Raw records |
↓
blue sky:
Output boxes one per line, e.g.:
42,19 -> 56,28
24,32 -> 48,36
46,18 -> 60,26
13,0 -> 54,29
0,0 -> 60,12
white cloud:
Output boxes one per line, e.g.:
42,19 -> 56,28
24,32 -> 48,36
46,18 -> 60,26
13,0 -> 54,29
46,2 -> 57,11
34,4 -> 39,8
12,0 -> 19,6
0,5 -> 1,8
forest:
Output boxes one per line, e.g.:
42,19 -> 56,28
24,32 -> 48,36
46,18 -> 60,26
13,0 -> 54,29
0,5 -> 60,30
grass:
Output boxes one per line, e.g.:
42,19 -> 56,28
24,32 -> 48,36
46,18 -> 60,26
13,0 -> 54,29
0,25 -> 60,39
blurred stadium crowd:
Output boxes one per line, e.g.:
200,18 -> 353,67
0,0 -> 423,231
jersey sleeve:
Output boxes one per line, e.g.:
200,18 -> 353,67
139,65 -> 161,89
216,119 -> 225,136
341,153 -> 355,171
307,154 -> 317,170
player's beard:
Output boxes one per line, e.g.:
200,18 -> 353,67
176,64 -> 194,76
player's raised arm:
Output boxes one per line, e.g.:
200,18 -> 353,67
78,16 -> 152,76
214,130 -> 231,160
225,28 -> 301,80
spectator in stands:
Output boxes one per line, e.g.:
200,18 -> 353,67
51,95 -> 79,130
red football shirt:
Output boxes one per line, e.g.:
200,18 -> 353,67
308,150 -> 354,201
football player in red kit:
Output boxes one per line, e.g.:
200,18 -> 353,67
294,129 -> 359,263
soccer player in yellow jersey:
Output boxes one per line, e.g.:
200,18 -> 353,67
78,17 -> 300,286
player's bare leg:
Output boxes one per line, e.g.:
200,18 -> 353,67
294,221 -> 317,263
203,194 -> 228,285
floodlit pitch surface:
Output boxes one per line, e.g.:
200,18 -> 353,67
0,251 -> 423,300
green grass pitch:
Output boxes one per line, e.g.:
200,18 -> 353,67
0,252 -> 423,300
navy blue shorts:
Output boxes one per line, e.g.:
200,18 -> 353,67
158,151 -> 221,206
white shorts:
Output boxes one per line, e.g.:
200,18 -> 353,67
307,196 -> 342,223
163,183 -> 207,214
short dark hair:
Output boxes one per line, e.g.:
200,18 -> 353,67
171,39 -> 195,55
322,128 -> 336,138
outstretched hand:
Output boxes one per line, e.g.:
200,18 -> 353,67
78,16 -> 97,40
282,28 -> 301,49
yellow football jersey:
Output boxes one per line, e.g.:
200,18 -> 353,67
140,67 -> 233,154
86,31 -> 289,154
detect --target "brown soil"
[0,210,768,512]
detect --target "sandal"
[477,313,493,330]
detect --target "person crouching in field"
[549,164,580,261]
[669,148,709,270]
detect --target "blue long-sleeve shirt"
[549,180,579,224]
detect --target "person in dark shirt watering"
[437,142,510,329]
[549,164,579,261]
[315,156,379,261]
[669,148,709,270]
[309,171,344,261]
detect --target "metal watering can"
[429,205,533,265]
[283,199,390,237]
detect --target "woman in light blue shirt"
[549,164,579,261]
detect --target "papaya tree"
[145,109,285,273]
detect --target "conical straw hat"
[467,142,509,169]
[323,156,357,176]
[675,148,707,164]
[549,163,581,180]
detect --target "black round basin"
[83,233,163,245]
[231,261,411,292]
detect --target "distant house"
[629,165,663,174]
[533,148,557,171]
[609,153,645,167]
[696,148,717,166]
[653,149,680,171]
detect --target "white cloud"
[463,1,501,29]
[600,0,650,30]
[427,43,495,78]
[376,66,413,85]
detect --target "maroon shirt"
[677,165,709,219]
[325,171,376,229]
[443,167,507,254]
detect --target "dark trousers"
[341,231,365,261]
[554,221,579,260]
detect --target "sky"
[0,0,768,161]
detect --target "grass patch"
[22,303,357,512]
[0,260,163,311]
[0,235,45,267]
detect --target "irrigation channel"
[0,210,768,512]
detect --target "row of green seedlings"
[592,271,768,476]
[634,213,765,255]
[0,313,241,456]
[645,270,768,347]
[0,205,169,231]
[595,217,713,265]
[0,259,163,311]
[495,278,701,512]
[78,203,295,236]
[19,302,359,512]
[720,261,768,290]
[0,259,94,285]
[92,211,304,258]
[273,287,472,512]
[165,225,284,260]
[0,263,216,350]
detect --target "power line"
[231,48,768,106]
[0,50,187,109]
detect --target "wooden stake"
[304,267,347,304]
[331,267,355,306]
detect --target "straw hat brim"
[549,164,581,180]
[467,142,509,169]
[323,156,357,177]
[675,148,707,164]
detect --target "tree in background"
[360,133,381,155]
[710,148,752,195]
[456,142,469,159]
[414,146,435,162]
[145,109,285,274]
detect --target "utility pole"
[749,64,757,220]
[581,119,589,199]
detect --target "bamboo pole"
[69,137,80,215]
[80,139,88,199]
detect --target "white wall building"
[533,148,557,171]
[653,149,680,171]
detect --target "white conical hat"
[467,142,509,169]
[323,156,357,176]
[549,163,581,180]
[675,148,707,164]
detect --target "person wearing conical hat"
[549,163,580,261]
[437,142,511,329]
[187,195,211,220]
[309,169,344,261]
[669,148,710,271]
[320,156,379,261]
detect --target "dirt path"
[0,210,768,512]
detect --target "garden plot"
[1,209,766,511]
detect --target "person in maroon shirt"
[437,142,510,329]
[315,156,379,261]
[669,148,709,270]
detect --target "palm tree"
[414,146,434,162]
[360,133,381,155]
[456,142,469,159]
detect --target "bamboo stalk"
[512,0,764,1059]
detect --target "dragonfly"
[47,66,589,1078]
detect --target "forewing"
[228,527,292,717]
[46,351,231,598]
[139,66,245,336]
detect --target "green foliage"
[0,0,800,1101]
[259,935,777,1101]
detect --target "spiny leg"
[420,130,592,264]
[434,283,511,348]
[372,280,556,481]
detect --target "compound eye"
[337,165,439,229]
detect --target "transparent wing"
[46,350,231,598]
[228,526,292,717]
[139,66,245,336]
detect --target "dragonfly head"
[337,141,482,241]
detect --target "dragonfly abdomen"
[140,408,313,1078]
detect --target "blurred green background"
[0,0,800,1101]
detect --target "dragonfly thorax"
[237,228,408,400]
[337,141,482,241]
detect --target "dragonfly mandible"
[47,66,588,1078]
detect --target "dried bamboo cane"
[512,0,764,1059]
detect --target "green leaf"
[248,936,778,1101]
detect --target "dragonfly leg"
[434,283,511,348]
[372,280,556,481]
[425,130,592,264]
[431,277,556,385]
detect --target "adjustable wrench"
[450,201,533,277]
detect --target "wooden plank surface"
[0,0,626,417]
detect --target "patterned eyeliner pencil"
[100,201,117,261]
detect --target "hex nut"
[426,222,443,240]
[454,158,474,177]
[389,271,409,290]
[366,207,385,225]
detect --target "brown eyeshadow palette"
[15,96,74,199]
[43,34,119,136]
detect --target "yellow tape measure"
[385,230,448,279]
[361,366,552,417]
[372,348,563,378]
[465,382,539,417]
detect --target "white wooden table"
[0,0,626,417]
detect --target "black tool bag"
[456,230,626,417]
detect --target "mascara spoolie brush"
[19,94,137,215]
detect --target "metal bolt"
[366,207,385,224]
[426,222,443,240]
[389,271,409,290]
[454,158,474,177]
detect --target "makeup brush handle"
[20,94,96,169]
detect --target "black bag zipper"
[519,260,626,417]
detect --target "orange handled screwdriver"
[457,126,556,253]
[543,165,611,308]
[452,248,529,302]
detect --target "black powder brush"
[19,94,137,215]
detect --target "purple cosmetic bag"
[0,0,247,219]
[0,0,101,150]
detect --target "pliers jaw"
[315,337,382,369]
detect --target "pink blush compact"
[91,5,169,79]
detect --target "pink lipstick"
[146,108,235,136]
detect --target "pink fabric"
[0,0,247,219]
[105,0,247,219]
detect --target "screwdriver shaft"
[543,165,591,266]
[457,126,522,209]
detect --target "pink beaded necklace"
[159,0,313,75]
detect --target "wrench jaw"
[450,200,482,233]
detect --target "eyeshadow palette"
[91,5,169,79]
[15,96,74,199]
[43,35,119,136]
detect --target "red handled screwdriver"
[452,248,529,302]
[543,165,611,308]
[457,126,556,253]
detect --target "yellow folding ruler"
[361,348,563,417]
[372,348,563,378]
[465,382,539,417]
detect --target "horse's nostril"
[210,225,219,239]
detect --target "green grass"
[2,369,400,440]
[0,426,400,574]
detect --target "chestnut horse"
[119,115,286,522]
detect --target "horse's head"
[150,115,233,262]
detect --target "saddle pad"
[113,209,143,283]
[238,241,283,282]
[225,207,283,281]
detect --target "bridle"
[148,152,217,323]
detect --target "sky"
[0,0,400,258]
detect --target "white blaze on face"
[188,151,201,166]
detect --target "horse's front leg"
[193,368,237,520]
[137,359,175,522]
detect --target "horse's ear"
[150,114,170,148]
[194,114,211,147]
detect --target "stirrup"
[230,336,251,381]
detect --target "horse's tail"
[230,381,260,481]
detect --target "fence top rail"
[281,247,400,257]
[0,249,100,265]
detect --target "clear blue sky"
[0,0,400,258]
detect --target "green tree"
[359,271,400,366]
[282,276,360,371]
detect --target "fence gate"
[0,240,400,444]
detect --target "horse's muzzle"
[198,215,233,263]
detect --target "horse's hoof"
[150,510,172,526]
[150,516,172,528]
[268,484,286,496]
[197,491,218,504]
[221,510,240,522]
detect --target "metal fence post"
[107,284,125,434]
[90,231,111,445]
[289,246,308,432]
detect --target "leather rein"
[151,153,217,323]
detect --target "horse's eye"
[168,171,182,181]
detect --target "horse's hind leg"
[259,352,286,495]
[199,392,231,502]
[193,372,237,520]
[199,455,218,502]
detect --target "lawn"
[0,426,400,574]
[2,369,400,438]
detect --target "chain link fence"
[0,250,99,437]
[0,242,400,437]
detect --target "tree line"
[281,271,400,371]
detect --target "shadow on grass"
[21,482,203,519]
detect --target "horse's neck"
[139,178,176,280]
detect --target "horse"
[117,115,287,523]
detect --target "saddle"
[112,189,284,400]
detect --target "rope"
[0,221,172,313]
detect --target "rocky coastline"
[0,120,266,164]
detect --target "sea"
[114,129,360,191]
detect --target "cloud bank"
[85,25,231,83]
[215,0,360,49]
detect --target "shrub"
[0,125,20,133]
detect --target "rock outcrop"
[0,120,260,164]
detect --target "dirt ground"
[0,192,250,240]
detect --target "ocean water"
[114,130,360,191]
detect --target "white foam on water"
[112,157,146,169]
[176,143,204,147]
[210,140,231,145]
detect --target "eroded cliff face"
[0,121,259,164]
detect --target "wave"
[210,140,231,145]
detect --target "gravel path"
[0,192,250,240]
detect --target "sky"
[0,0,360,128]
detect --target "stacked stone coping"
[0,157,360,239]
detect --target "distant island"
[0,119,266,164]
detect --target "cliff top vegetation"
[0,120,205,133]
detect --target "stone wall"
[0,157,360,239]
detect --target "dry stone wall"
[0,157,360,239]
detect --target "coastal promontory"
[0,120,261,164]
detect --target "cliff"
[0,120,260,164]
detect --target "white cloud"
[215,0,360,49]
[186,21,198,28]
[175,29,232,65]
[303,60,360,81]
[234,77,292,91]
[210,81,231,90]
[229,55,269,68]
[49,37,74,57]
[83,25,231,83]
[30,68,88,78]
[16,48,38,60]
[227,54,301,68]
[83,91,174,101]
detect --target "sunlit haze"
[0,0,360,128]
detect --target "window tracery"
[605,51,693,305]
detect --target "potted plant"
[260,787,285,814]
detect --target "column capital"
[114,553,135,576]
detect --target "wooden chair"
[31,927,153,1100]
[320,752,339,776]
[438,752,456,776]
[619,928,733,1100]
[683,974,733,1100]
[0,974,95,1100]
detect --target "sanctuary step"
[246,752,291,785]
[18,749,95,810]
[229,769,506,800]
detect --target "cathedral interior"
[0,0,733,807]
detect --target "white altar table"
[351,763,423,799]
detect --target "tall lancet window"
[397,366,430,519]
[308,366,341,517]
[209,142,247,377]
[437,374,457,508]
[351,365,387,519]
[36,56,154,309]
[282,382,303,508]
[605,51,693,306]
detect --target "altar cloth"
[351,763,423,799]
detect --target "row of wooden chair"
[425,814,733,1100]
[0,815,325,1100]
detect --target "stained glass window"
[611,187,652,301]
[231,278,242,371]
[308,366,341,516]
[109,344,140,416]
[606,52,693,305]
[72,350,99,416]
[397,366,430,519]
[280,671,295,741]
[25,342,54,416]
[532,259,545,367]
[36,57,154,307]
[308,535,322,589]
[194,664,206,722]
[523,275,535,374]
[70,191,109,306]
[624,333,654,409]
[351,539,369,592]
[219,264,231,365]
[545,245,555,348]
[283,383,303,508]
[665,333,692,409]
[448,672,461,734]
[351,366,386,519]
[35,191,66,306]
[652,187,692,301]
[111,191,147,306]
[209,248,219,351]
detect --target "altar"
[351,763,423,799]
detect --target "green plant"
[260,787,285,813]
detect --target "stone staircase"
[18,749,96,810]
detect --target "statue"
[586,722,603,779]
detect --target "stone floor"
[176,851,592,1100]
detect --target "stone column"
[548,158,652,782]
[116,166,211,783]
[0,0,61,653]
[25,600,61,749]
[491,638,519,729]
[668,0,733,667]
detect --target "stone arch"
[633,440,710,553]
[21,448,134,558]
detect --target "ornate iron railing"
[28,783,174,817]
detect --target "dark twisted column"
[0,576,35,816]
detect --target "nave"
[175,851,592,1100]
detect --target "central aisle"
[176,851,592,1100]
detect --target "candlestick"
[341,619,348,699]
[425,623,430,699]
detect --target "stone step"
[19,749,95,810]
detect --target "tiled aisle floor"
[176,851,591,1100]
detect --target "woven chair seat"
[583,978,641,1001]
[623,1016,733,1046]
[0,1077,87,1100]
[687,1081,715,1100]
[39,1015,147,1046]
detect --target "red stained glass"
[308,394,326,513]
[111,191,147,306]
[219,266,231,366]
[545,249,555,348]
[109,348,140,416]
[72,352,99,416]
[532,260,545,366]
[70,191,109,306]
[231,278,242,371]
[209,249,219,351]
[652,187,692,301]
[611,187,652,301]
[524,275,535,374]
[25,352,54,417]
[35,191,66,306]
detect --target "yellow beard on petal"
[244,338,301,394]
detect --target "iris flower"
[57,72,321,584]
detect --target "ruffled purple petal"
↑
Task to complete | Reproduce the material starting at its first line and ending at the line containing "[549,180,579,224]", and substitute "soccer" for each occurrence of "football" while leaving all else unchanged. Give only those lines.

Full solution |
blue sky:
Output boxes one per line, e.g.:
42,19 -> 56,28
24,32 -> 48,36
46,18 -> 60,26
13,0 -> 54,29
0,0 -> 60,12
white cloud:
Output boxes one per line, e.g.:
42,19 -> 56,28
24,32 -> 48,36
46,18 -> 60,26
13,0 -> 54,29
46,2 -> 57,11
34,4 -> 39,8
12,0 -> 19,6
0,5 -> 1,8
forest:
Output boxes one per line, e.g.:
42,19 -> 56,28
24,32 -> 48,36
46,18 -> 60,26
13,0 -> 54,29
0,5 -> 60,30
grass:
Output boxes one per line, e.g.:
42,19 -> 56,28
24,32 -> 48,36
46,18 -> 60,26
13,0 -> 54,29
0,25 -> 60,39
blurred stadium crowd:
Output boxes one per line, e.g.:
200,18 -> 353,67
0,0 -> 423,231
jersey sleeve:
Output boxes one per line, e.g.:
200,18 -> 353,67
139,65 -> 161,89
216,119 -> 225,136
341,153 -> 355,171
307,154 -> 317,170
player's beard:
Output boxes one per line, e.g.:
200,18 -> 353,67
176,64 -> 194,76
player's raised arm:
Output boxes one per line, e.g.:
200,18 -> 353,67
78,16 -> 152,76
214,130 -> 231,160
225,28 -> 301,80
spectator in stands:
Output boxes one per line, e.g.:
200,18 -> 353,67
51,95 -> 79,130
red soccer shirt:
Output boxes one per line, e.g.:
200,18 -> 353,67
308,150 -> 354,201
soccer player in red kit:
Output boxes one per line, e.g.:
200,18 -> 353,67
294,129 -> 359,263
soccer player in yellow jersey:
Output boxes one per line, e.g.:
200,18 -> 353,67
78,17 -> 300,286
player's bare leg:
Output boxes one per line, e.g.:
200,18 -> 353,67
294,221 -> 317,263
203,194 -> 228,285
floodlit pitch surface:
Output boxes one per line, e.g.:
200,18 -> 353,67
0,251 -> 423,300
green grass pitch:
Output boxes one per line, e.g.:
200,18 -> 353,67
0,252 -> 423,300
navy blue shorts:
Output boxes one per line, e.g.:
200,18 -> 353,67
158,151 -> 221,206
white shorts:
Output boxes one per line, e.g.:
200,18 -> 353,67
307,196 -> 342,223
163,183 -> 207,214
short dark hair:
Output boxes one per line, e.g.:
200,18 -> 353,67
171,39 -> 195,55
322,128 -> 336,138
outstretched hand:
Output boxes one per line, e.g.:
200,18 -> 353,67
78,16 -> 97,40
282,28 -> 301,49
yellow soccer jersey:
Output boxes one per line, e.g.:
200,18 -> 353,67
140,67 -> 233,154
86,31 -> 289,154
detect --target "brown soil"
[0,210,768,512]
detect --target "sandal"
[477,313,493,330]
detect --target "person crouching in field"
[549,164,580,261]
[669,148,709,270]
detect --target "blue long-sleeve shirt"
[549,180,579,224]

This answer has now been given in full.